| What you have to do |
In the Egypt travel account below, print word for word the stretch that starts at "Finally my friends" and ends after "of this sarcophagus.".
— start of Passage to read —
DO NOT READ THE NEXT PARAGRAPH IF YOU DON’T WANT TO HEAR ABOUT THE COW- some is graphic.

(Note: This is a very special religious and cultural activity. Please do not pass judgments toward the story I am about to tell.  It is more than likely how most of our meat is produced.)

 As I was watching the cow a man walked up to me wearing a traditional white gown that had blood splatters on it.  He boastfully told me that he was the one that killed the cow. He described it as putting up a fight but he eventually got it down.  The cow had been decapitated and as I looked close at the head, which was laying upside down, I could still see the muscles in the neck twitching which means I had barely missed the slaughter. Someone has been designated to skin the cow and remove all the bones.  He basically just cut off the hide of the animal with a kitchen knife type utensil and then chopped off the legs with a hatchet.  From there he began cutting into the meat to remove the bones. As I stood there a little boy decided that he wanted to come over and stand with me.  As he was walking to the curb he tripped and fell into the bloody water grabbing my leg to help himself up.  After his trip he stood right next to me and grabbed my hand.  We stood together watching the preparation of the cow. While all of this was happening a young man was mopping up the street which at this point was covered in water, blood and excrement from the cow.  I found this whole situation very interesting and was happy that the family shared this celebratory time with me.

IT IS SAFE TO READ NOW

Finally my friends met me after about 45 minutes waiting and enjoying learning about the traditions of Eid in Cairo.  We loaded up our Mickey Mouse van (the ceiling of the van had Mickey Mouse fabric on it. Along with the six of us were three teachers from Canada which were teaching in Cairo and a man from China named Tom.  We headed toward the Valley of the Kings.  To hit the highlights one of my friends almost got kicked out because he was taking pictures in the tomb which is prohibited.  He has to pay five dollars to the guard to let him off the hook.  The other highlight was going to King Tut's tomb. Yes I went into the famous boy king's tomb.  It was a small one but as you descend down the ramp on your left is the actual mummy of King Tutankhamun and on the right is one of his coffins and one of this sarcophagus.

From the Valley of the Kings we went to the Hatshepsut temple (http://en.wikipedia.org/wiki/Mortuary_Temple_of_Hatshepsut). Our guide was not very helpful and I didn’t really understand the significance of it so I didn’t enjoy it that much plus it was really hot.  I also got stopped a few times and asked to take pictures with some random tourists. Our guide made one last stop, on the way back to the hotel, at these giant statues which were in Ancient times were believed to whisper to each other.  It was not in fact the statues whispering to each other but rather the wind blowing through the cracks making the noise of jumbled whispers.

We asked our driver to, instead of taking us to the hotel to take us to the Temple of Karnak.  Our new friend Tom joined us.  Karnak was really cool but there is not much to say about it other than it extends in every direction for as far as you can see.  There is this one area that has columns upon columns upon columns.  It was so cool because there were so many.  One guide we over heard said that all the columns used to be painted but a king one time wanted to wash the temple so he allowed the flood gates of the Nile.  While he may have gotten some of the grime out of the temple unfortunately he also removed all the color off the lower parts of the temple.  When we finally left the temple we were exhausted and Tom was being silly and started walking backward out the gate.  We as a group of course had to join.  Im sure the seven of us were quite entertaining for the locals to observe.
— end of Passage to read —
— start of Data shown —
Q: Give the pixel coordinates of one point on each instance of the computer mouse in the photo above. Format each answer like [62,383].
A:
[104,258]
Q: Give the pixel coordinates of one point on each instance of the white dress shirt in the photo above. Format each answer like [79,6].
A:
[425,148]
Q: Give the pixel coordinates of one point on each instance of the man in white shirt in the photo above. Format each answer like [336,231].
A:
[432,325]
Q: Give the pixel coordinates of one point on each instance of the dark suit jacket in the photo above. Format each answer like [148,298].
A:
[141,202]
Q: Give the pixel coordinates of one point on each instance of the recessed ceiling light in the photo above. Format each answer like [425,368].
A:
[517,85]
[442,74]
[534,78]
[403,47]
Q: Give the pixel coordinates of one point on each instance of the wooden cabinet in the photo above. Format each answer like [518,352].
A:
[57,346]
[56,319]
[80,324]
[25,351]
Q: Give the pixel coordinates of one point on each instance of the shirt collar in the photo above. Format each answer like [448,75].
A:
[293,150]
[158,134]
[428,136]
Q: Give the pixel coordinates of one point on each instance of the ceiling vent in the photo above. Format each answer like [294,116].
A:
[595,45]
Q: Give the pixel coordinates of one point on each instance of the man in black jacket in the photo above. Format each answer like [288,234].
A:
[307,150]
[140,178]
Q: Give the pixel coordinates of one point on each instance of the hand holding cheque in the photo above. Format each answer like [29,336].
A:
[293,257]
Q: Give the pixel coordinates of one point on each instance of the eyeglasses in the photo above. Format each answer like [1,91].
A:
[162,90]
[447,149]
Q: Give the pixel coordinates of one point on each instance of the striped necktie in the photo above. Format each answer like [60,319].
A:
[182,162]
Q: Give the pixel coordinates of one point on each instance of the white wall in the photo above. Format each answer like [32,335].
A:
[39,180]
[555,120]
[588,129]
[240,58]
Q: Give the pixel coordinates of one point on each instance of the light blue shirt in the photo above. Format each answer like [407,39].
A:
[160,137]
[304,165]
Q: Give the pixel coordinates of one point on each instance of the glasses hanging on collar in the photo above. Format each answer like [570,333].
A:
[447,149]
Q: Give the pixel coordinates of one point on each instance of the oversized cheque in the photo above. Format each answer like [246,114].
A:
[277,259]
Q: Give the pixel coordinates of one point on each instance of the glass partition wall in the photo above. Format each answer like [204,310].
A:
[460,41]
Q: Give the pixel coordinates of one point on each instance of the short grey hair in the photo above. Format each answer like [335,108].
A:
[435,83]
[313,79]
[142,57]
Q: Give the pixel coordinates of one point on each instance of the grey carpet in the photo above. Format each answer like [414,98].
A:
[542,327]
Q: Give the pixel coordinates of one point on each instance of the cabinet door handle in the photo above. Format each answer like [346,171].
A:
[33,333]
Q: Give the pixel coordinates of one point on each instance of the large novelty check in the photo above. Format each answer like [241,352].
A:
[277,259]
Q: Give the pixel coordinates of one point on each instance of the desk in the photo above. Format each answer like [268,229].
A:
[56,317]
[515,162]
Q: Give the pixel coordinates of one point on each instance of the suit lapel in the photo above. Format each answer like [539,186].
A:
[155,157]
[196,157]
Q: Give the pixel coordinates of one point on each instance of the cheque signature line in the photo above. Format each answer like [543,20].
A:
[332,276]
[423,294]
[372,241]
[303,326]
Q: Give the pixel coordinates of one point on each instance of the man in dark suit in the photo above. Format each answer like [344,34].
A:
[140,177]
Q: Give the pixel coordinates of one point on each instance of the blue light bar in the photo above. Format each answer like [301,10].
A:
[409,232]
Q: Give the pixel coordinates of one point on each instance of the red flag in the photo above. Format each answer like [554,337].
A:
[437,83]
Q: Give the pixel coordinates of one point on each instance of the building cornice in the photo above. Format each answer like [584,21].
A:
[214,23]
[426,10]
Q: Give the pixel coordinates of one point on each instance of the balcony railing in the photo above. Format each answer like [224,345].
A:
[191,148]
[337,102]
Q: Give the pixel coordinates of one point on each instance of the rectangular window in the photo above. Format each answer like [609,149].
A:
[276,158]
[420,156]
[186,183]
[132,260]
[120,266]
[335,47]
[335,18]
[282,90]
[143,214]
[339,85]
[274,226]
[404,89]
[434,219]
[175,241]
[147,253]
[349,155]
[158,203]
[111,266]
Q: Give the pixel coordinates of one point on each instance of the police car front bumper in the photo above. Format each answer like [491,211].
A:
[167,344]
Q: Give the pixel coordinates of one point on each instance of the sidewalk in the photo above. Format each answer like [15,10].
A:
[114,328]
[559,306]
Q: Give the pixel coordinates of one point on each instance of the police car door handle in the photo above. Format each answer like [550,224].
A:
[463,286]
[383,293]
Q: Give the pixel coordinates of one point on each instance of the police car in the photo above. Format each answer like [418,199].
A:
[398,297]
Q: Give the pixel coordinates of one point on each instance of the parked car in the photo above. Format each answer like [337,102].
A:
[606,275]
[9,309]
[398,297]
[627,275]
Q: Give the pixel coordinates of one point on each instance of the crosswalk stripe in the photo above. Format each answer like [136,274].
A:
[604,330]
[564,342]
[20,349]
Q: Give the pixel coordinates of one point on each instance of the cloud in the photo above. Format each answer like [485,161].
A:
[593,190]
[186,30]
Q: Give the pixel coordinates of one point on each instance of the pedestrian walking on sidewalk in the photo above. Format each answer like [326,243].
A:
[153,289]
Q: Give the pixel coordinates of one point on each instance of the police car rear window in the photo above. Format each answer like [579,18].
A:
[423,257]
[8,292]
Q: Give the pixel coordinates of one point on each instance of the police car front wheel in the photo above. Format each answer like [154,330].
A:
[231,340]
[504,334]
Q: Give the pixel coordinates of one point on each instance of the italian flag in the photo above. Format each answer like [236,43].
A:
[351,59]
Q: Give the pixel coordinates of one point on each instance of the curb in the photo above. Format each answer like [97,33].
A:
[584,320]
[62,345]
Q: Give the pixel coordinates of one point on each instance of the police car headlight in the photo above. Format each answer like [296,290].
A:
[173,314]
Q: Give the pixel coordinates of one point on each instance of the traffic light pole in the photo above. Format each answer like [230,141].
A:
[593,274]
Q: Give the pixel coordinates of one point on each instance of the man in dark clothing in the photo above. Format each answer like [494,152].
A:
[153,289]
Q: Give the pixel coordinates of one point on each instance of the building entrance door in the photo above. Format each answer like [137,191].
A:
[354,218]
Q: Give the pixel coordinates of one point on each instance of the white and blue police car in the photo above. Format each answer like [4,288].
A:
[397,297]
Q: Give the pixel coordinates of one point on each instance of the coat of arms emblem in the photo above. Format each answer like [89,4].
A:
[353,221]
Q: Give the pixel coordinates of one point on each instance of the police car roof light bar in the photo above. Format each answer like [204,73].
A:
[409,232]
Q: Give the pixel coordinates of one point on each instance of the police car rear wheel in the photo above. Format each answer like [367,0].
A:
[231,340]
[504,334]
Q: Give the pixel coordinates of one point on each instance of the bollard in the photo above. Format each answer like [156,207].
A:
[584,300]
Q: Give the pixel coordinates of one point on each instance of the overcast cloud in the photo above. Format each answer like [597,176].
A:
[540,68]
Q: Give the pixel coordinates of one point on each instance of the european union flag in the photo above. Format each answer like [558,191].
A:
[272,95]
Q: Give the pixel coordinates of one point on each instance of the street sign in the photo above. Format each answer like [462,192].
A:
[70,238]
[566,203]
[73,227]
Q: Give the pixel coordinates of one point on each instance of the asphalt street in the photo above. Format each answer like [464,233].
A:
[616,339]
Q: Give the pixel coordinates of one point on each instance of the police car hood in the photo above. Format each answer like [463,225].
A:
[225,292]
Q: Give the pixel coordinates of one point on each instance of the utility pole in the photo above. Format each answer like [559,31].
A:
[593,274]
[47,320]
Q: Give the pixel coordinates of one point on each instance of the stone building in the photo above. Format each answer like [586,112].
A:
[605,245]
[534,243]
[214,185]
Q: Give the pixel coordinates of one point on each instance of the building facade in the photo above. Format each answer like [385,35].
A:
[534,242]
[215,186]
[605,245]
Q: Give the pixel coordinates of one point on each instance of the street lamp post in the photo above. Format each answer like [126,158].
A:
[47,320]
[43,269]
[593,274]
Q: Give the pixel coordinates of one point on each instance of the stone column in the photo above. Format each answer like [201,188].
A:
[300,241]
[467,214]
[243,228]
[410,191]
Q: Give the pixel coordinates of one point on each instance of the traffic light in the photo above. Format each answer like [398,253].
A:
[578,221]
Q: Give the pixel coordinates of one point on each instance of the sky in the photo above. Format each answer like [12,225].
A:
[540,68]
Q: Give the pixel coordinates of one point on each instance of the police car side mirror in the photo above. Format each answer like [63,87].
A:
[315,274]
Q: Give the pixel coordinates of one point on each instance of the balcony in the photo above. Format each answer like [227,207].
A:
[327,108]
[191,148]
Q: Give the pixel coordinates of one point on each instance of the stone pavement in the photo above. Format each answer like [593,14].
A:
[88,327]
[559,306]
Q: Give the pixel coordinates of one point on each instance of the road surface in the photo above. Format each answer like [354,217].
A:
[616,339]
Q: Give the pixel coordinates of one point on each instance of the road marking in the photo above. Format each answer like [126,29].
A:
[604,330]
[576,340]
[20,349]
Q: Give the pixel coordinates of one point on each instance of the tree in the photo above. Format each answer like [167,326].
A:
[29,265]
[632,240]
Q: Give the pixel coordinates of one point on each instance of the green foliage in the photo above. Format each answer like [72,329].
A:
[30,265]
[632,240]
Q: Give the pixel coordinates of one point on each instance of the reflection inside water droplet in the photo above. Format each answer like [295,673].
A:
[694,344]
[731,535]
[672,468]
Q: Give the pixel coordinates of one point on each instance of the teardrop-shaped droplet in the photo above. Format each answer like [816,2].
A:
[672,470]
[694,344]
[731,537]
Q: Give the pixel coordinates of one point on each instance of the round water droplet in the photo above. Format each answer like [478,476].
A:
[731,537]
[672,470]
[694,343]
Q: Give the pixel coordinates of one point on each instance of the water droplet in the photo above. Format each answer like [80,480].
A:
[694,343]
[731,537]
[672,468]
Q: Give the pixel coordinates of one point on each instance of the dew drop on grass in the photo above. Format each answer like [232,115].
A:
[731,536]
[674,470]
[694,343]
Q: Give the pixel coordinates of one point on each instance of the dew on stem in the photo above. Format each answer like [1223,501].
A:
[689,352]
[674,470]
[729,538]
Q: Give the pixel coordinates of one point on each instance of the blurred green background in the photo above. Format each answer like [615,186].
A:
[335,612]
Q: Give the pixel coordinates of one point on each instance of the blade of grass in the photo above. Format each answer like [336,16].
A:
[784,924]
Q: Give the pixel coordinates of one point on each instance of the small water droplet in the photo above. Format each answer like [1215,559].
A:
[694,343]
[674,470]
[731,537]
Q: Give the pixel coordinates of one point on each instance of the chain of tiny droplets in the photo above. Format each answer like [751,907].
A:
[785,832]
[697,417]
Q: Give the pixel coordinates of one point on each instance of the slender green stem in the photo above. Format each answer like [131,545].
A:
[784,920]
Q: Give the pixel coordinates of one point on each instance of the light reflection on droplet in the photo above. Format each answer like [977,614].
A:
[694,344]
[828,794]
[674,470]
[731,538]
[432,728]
— end of Data shown —
| Output of the exercise |
Finally my friends met me after about 45 minutes waiting and enjoying learning about the traditions of Eid in Cairo.  We loaded up our Mickey Mouse van (the ceiling of the van had Mickey Mouse fabric on it. Along with the six of us were three teachers from Canada which were teaching in Cairo and a man from China named Tom.  We headed toward the Valley of the Kings.  To hit the highlights one of my friends almost got kicked out because he was taking pictures in the tomb which is prohibited.  He has to pay five dollars to the guard to let him off the hook.  The other highlight was going to King Tut's tomb. Yes I went into the famous boy king's tomb.  It was a small one but as you descend down the ramp on your left is the actual mummy of King Tutankhamun and on the right is one of his coffins and one of this sarcophagus.